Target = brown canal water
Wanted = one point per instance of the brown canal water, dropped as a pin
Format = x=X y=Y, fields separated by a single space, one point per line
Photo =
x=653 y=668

● ● ● ● ● ● ●

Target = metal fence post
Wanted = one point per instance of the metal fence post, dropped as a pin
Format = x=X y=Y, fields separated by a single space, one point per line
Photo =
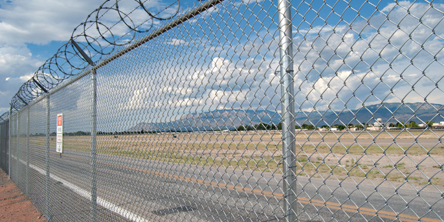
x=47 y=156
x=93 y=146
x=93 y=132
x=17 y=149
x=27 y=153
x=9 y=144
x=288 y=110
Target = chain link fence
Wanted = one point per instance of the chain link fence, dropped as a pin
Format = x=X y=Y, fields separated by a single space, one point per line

● ● ● ● ● ● ●

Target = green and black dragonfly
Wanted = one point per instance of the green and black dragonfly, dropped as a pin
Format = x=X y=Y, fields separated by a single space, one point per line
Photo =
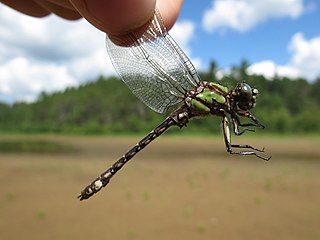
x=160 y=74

● ● ● ● ● ● ●

§ Direction: Which lines in the records above contain the word "green"? Gather each of them in full, treating uppercase and lowercase letters as different.

§ Task response:
Target = green and black dragonfly
Wanted = one point per instance of the green and black dragonfly, dropped as a pin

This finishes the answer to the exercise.